WORK REQUIRED: Would you retype, word for word, the line with "Objective — one point per instance of the stone lantern" and every line after it through the end of the records below?

Location identification entries
◇ ◇ ◇

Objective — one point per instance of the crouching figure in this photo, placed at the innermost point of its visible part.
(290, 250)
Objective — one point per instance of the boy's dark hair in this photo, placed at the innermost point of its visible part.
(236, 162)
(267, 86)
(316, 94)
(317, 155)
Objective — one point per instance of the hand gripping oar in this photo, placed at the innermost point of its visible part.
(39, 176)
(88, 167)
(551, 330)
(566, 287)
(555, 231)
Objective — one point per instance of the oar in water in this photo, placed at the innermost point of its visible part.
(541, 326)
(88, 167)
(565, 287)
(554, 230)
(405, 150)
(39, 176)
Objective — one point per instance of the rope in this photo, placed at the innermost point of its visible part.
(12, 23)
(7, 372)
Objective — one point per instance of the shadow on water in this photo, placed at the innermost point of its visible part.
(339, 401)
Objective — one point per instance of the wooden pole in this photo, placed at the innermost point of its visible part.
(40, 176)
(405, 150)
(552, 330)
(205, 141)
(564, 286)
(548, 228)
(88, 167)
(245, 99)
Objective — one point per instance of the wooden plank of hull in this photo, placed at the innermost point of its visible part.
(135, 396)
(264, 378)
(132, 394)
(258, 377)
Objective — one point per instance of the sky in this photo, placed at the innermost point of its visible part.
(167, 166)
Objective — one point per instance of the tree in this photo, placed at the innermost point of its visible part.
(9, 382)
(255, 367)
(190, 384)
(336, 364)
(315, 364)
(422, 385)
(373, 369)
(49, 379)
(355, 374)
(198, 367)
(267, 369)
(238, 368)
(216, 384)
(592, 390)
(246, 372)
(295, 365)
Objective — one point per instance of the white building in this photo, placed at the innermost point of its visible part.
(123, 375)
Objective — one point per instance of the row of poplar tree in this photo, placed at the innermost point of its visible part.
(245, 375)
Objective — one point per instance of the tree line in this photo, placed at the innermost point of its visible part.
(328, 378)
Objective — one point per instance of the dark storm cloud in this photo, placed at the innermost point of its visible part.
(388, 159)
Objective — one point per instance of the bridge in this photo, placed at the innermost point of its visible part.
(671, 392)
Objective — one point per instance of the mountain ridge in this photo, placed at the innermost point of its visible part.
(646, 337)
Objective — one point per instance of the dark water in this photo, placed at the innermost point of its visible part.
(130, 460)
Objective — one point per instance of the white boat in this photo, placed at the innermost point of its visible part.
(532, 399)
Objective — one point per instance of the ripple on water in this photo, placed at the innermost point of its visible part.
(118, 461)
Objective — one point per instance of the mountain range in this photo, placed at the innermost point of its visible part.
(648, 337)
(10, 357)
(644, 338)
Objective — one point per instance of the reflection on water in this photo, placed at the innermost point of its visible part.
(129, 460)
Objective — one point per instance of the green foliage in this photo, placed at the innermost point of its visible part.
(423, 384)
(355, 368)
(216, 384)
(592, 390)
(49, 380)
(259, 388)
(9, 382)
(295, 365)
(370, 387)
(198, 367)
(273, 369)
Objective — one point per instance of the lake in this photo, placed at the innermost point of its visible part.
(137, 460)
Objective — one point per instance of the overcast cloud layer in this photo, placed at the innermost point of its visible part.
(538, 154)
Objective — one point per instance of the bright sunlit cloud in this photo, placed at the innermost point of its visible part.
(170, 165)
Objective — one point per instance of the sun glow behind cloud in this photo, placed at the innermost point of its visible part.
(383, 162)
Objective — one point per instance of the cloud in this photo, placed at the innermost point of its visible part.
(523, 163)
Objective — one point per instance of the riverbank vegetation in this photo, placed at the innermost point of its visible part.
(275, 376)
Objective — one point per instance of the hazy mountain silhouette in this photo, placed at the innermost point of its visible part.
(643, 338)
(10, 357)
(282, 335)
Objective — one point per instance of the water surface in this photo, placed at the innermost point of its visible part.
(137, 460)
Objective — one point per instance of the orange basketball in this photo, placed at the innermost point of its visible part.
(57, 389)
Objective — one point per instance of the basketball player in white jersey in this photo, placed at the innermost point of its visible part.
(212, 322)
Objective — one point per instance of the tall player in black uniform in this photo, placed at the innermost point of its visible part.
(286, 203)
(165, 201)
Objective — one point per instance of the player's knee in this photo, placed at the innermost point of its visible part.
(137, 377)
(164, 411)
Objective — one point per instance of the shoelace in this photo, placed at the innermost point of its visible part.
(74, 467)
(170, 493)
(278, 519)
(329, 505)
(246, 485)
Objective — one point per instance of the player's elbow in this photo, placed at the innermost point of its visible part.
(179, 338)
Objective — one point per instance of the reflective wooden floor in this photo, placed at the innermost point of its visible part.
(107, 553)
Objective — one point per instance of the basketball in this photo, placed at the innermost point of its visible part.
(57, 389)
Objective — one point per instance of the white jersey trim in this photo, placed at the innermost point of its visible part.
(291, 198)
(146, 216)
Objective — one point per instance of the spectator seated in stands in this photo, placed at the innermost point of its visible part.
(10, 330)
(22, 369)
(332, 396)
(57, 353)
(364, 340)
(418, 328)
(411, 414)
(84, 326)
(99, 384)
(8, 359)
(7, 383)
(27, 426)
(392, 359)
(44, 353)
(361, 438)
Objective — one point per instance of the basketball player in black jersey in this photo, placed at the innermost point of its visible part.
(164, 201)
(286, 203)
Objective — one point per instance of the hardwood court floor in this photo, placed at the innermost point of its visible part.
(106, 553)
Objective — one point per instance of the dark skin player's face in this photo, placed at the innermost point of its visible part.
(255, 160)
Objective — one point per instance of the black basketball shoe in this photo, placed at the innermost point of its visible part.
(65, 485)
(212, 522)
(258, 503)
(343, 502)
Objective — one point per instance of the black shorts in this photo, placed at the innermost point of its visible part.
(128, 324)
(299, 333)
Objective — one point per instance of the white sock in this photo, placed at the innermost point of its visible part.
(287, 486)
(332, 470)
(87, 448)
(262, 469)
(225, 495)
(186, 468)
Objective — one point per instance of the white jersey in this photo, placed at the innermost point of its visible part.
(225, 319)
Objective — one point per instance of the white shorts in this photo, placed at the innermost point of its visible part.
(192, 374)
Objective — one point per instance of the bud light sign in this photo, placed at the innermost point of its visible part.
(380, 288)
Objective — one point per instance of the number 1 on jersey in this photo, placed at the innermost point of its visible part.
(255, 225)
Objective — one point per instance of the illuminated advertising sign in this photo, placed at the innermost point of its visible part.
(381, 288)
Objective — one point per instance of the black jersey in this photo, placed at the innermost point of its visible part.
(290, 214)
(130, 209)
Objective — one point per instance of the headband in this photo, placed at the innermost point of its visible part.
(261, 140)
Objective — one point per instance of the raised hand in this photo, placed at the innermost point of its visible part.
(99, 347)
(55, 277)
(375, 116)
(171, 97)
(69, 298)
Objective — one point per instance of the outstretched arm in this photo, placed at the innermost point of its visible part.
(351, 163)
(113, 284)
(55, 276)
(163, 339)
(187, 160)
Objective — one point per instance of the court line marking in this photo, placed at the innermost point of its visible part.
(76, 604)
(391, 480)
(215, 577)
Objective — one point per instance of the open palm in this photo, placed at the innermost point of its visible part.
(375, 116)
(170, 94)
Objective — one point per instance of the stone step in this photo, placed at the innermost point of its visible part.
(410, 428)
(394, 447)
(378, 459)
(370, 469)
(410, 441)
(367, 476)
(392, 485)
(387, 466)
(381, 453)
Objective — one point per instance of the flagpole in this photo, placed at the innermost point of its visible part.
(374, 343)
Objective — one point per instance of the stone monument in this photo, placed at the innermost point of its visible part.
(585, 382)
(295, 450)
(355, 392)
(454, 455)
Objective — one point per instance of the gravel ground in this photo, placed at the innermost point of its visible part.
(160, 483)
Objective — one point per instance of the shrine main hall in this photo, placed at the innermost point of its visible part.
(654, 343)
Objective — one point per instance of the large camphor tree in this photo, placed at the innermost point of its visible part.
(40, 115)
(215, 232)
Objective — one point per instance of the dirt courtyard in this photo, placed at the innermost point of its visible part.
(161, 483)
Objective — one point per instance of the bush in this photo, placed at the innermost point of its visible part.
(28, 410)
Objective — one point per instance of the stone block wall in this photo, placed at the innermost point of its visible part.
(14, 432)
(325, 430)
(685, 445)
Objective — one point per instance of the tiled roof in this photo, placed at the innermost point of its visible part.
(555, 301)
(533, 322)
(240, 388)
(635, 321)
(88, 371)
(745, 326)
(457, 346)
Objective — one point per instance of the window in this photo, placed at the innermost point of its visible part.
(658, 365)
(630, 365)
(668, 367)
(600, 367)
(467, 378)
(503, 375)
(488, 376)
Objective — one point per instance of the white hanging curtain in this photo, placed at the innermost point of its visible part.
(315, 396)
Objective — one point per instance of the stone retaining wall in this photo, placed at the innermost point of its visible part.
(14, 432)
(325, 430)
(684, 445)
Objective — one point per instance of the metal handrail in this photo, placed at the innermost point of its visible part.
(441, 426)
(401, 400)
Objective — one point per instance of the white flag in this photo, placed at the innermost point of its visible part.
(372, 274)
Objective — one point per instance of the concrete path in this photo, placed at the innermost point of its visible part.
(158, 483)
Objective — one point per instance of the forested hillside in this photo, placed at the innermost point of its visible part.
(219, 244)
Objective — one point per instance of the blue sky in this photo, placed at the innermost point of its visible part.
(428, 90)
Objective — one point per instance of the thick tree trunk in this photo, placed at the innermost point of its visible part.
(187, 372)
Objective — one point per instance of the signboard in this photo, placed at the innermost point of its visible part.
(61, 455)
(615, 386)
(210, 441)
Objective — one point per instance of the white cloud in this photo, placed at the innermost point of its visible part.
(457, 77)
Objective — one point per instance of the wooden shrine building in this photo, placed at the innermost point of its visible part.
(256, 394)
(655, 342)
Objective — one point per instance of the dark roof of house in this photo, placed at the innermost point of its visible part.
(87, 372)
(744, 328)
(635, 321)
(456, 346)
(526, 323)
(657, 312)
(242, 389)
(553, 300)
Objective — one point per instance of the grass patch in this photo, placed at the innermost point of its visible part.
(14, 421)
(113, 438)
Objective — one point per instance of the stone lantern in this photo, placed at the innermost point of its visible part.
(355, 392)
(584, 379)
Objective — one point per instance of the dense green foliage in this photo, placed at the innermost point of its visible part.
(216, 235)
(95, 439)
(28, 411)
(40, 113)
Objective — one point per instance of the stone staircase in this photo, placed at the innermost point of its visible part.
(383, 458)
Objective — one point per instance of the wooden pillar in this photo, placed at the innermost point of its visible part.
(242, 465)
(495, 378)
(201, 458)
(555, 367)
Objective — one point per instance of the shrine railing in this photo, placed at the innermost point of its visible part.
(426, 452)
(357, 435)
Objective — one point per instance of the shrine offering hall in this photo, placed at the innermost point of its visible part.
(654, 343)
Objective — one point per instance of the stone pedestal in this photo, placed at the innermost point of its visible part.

◇ ◇ ◇

EXERCISE OUTPUT:
Objective — one point per instance of the stone lantern in this photo, placed at the innermost point of its visible part.
(355, 392)
(584, 379)
Objective — one point per instance of the dense green foliage in this photo, placed at the innermost point of its visible part.
(216, 235)
(95, 439)
(28, 411)
(40, 113)
Objective — one point per instance of the stone staircase in this photo, placed at the innermost point of its visible part.
(383, 458)
Objective — one point per instance of the wooden pillar in this photo, placed at the innermost point of its visible part.
(242, 465)
(495, 378)
(201, 458)
(555, 367)
Objective — one point per instance of the shrine railing in this photo, placed at the innermost point of its visible part.
(426, 452)
(357, 435)
Objective — one point per instance of the shrine offering hall in this photo, placed at the innermost point of its visible part.
(654, 343)
Objective — one point per instance of the stone pedestal in this photo, placed at the innermost point of its visible part.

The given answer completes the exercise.